▶ _Request 1_:
Answer these questions using the Booz Allen interview.
(a) In what year did Booz Allen go public?
(b) Who owned the majority of the stock?
(c) Where does the staff work, according to the interview?
▶ _Request 2_: Repeat the Booz Allen interview word for word, from "There must be" to "in the past.".
▶ _Request 3_: Carry on the Booz Allen interview from the point where it stops.

___ Document section

Let’s go back to that Peter Drucker question, then. What business are you in?
We’re in the business of making our nation stronger and better through technology, and we do that by working with the federal government on what we believe are the most important, most enduring missions, and by bringing technology that we create, that commercial companies create, and putting it together in a way that it addresses real mission needs. Our staff works from the seabed to space.
There must be times when it’s better to be in stealth mode, where people don’t know what you do.
I’m the first CEO of Booz Allen to really run a public company. We went public in 2010, so my predecessor took us public, and I was part of the IPO team. But Carlyle owned the majority of this stock. I found myself having to almost reimagine what the CEO of Booz Allen does, to have a more public conversation. We could do a lot of our work before without necessarily having to share with the people that lead that mission or lead the command or lead an agency much about ourselves. They knew we existed, but now we need them to know who we are and what we do, and we need to make sure that what we’re doing is aligned to the policy priorities. And that’s a different job than what we’ve had in the past.

______
___ Given data

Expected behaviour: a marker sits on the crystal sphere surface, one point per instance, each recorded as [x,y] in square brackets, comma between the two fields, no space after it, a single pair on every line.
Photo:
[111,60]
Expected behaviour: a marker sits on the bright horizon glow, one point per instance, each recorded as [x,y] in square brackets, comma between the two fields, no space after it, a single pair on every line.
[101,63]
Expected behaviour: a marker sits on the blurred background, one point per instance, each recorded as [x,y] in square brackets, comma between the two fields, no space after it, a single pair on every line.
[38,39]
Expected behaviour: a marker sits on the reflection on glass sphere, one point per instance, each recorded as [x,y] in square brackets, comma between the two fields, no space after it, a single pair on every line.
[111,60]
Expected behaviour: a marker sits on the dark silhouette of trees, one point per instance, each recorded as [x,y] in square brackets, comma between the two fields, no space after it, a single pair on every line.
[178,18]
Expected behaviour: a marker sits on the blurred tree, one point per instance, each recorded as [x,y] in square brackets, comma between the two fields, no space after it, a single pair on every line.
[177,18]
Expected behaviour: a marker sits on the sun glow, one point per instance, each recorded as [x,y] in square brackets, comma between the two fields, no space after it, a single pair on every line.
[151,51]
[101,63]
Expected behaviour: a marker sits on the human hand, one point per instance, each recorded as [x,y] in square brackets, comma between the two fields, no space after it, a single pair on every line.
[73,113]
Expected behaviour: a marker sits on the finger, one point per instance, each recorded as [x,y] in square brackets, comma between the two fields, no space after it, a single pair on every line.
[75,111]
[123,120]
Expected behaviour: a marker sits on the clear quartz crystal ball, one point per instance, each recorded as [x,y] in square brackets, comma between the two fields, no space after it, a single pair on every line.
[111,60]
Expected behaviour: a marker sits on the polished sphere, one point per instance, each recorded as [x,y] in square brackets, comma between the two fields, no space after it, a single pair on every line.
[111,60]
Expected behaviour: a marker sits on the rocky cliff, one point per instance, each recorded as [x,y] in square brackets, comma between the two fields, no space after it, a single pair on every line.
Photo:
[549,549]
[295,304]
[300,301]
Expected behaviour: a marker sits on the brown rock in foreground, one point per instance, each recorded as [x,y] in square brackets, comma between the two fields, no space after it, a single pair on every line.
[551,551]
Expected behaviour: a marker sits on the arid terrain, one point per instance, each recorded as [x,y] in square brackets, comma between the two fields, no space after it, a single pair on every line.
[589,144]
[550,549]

______

▶ _Result 1_:
(a) 2010
(b) Carlyle
(c) From the seabed to space

▶ _Result 2_:
There must be times when it’s better to be in stealth mode, where people don’t know what you do.
I’m the first CEO of Booz Allen to really run a public company. We went public in 2010, so my predecessor took us public, and I was part of the IPO team. But Carlyle owned the majority of this stock. I found myself having to almost reimagine what the CEO of Booz Allen does, to have a more public conversation. We could do a lot of our work before without necessarily having to share with the people that lead that mission or lead the command or lead an agency much about ourselves. They knew we existed, but now we need them to know who we are and what we do, and we need to make sure that what we’re doing is aligned to the policy priorities. And that’s a different job than what we’ve had in the past.

▶ _Result 3_:
Ronald Reagan said that line about the nine scariest words being, “I’m from the government, and I’m here to help.” We like to write off government as stodgy, slow, behind the times. What’s changed?
You have effectiveness, and you have efficiency. Our nation is very effective. We have the mightiest fighting force in the history of the world. Things happen that need to happen. And the federal government has been ahead of the private sector on the intelligence front, in areas around cybersecurity and so forth.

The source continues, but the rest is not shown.